Format the entries below as a JSON list of strings, one string per line and no blank lines, starting at the line that has "Could you find the net" and stopping after the line that has "[308,135,340,185]".

◆ ◆ ◆

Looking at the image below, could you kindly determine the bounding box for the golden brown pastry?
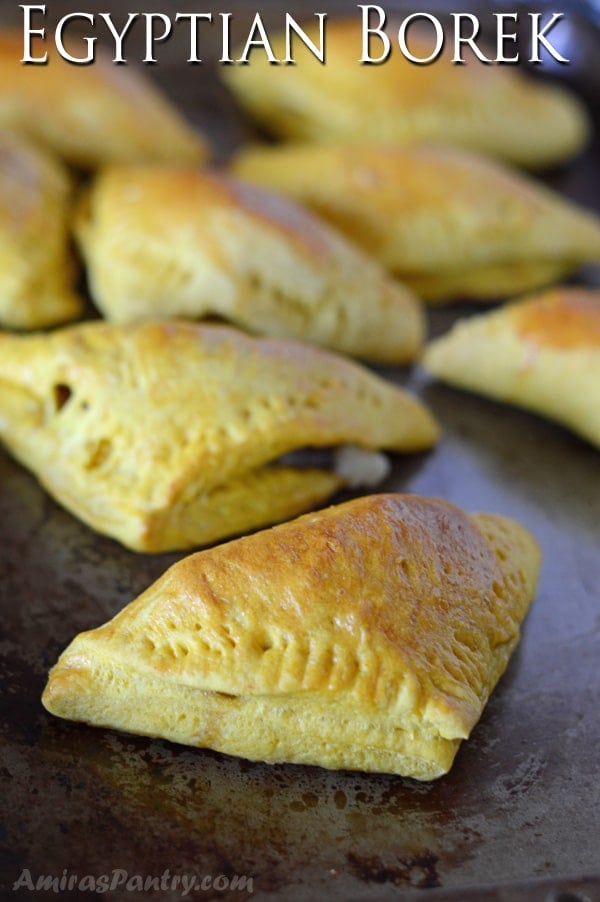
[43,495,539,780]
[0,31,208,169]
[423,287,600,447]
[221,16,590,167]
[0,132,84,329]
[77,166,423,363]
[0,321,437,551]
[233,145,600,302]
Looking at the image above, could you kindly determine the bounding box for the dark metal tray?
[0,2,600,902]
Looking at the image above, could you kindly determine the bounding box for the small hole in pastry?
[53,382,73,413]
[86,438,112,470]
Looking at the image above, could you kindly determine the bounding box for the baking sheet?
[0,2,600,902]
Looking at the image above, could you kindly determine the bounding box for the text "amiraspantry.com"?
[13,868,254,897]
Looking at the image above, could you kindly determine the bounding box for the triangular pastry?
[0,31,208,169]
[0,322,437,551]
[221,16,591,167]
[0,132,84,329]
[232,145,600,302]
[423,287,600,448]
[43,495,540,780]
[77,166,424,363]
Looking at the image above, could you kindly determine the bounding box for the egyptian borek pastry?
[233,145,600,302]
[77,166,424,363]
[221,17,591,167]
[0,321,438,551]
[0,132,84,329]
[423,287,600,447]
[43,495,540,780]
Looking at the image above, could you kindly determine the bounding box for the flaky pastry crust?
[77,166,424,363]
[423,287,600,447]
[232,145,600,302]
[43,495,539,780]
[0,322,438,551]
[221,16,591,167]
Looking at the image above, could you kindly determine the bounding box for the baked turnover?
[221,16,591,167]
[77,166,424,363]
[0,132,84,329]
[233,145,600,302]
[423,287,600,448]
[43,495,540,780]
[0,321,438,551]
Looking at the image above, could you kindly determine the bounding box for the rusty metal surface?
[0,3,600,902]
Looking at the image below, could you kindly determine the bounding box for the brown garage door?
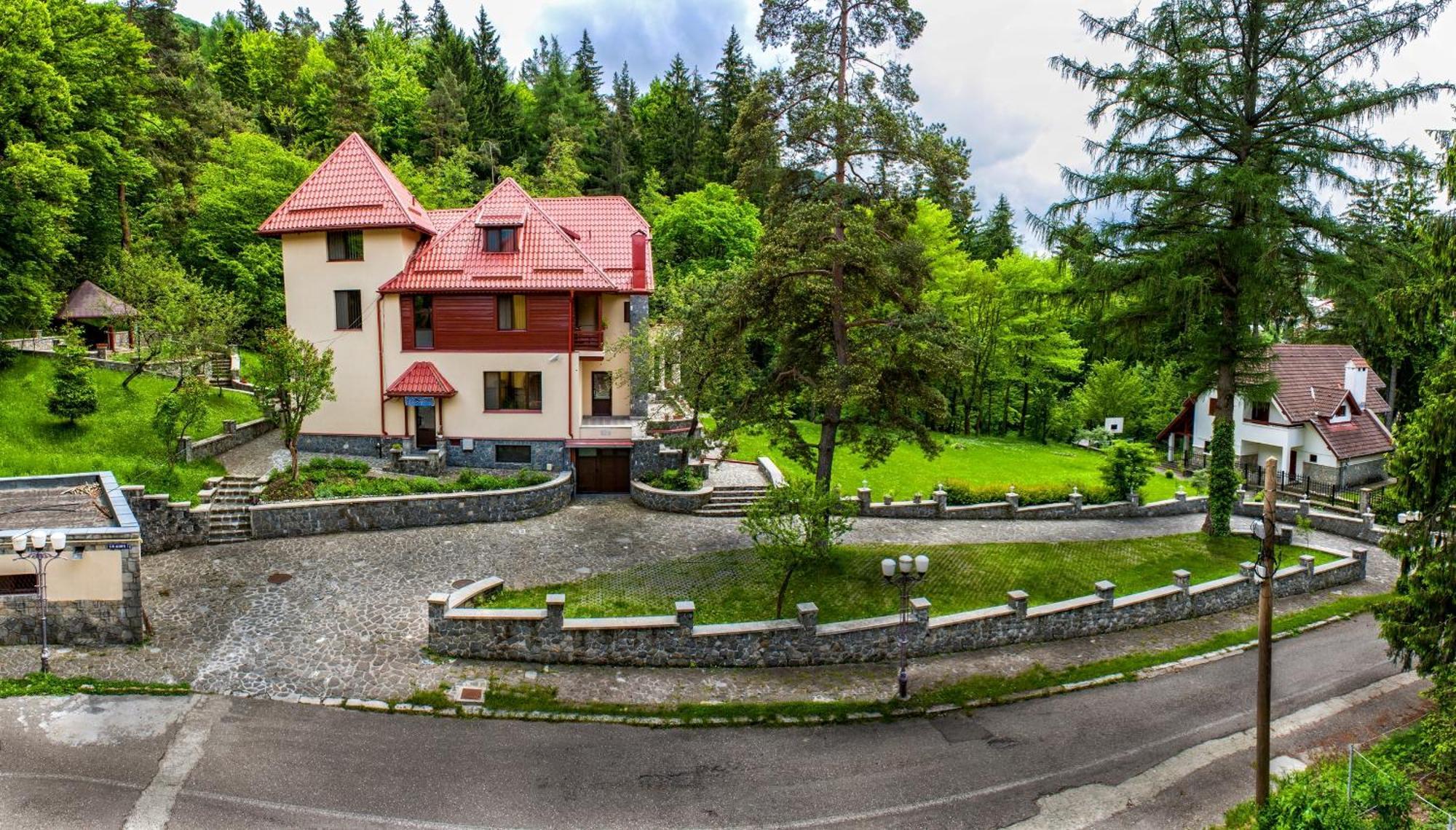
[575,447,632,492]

◆ ◆ ◆

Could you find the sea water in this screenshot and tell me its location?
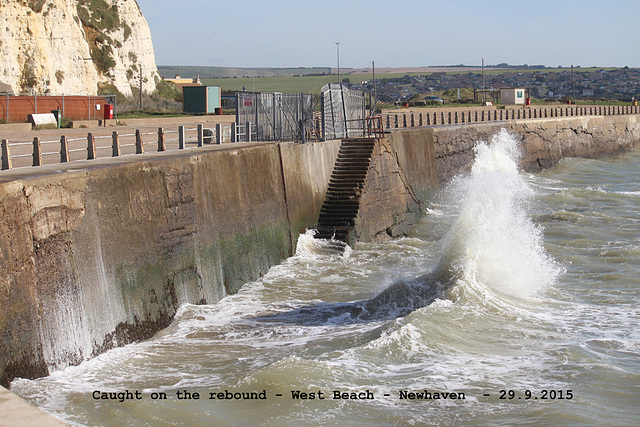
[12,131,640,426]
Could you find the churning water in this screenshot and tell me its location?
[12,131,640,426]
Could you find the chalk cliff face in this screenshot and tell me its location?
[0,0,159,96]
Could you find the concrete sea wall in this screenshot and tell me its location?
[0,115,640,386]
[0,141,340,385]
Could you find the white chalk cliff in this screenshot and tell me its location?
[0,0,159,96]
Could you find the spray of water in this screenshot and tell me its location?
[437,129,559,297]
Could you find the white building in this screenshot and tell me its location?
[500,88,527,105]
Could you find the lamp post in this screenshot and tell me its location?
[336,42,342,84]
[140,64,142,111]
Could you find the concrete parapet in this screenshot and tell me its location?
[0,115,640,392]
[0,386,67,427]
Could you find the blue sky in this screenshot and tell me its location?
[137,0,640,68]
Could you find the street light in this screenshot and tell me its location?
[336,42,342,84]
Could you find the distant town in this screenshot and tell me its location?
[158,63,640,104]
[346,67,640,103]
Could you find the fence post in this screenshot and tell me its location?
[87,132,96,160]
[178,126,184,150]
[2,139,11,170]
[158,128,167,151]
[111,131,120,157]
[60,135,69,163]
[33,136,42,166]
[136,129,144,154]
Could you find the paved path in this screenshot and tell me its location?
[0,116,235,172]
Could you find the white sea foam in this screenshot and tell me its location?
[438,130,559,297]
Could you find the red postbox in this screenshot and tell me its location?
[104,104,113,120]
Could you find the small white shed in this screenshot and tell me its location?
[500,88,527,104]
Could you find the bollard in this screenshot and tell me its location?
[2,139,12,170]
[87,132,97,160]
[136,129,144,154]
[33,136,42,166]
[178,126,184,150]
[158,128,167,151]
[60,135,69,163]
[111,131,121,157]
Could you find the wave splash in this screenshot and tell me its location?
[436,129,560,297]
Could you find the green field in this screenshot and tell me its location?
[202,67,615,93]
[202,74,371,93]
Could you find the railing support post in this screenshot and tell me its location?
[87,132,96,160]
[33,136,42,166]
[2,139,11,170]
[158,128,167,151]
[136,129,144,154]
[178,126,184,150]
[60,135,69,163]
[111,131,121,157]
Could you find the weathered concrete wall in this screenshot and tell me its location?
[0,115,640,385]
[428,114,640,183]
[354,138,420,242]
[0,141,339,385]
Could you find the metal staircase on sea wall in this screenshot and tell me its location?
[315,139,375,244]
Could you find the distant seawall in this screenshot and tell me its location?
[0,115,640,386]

◆ ◆ ◆

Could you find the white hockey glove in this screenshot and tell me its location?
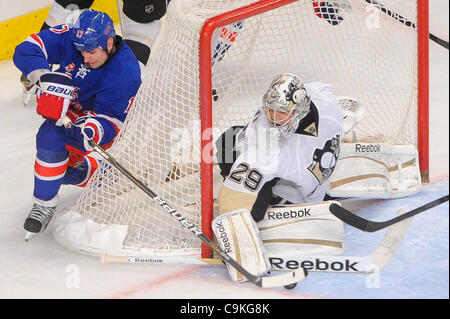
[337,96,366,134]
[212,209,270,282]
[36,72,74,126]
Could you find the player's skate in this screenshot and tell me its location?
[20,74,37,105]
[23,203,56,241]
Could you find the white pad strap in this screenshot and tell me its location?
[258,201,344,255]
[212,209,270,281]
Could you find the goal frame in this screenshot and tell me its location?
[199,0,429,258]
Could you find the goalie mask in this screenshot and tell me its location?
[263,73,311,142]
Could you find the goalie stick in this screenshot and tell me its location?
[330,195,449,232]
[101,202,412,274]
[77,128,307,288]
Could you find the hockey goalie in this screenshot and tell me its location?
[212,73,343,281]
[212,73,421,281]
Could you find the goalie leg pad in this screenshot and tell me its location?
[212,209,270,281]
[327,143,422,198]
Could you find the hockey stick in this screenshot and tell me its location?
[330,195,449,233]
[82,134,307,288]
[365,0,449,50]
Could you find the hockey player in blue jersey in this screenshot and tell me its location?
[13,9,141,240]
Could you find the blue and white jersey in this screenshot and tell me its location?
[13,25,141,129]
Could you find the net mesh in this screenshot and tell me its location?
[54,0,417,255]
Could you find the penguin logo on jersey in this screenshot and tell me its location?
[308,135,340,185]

◆ ◆ ◆

COMPLETE OUTPUT:
[
  "Could you find the net mesh in this screenshot and tell me its location?",
  "[54,0,417,255]",
  "Could you find the penguin logo on jersey in this screenshot and tell me its location?",
  "[308,135,340,185]"
]